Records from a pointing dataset
━━━━
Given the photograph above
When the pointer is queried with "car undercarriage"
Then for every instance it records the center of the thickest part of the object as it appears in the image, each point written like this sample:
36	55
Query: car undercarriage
━━━━
WHAT YOU WILL DO
Please copy the lines above word for word.

FULL SOLUTION
Given the photograph above
When the pointer is queried with "car undercarriage"
Then for every instance it records the center of the thickest part of the object as it appears in the image, each point written like this sample:
36	55
Query: car undercarriage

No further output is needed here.